Your objective:
Gather every line of the rows below that contains the word "light", and copy those lines out unchanged.

Coordinate annotation records:
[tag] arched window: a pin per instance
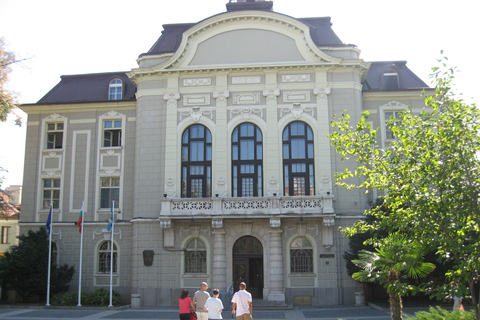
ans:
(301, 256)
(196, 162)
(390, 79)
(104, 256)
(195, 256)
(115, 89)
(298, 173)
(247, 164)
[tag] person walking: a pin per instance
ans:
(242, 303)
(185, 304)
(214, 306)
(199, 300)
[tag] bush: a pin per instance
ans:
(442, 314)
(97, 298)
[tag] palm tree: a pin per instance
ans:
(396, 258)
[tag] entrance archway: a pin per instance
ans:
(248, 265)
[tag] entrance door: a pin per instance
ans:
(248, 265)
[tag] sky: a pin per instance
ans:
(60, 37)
...
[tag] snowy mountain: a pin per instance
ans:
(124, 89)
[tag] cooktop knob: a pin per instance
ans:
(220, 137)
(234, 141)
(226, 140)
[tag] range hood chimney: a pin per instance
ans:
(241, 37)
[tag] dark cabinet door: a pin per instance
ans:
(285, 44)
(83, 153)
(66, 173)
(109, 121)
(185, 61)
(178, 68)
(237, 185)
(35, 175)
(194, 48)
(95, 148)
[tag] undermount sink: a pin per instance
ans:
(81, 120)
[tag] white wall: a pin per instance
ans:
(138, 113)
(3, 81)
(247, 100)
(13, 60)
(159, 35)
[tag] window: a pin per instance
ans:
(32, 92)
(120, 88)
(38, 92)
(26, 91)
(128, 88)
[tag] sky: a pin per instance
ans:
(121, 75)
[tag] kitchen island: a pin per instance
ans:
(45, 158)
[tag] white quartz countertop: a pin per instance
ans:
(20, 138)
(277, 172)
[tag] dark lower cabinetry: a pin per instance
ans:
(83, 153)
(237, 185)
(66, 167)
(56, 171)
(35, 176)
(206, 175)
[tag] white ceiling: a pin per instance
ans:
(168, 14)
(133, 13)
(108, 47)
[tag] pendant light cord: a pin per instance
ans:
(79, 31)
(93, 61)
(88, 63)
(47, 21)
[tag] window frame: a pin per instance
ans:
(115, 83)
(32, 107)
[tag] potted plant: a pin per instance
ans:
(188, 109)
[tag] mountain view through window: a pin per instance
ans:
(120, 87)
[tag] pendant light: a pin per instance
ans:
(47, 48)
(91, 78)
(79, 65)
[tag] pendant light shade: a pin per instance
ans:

Task solution:
[tag] pendant light cord: a pin per instance
[tag] pendant light: a pin per instance
[tag] pendant light shade: a pin per instance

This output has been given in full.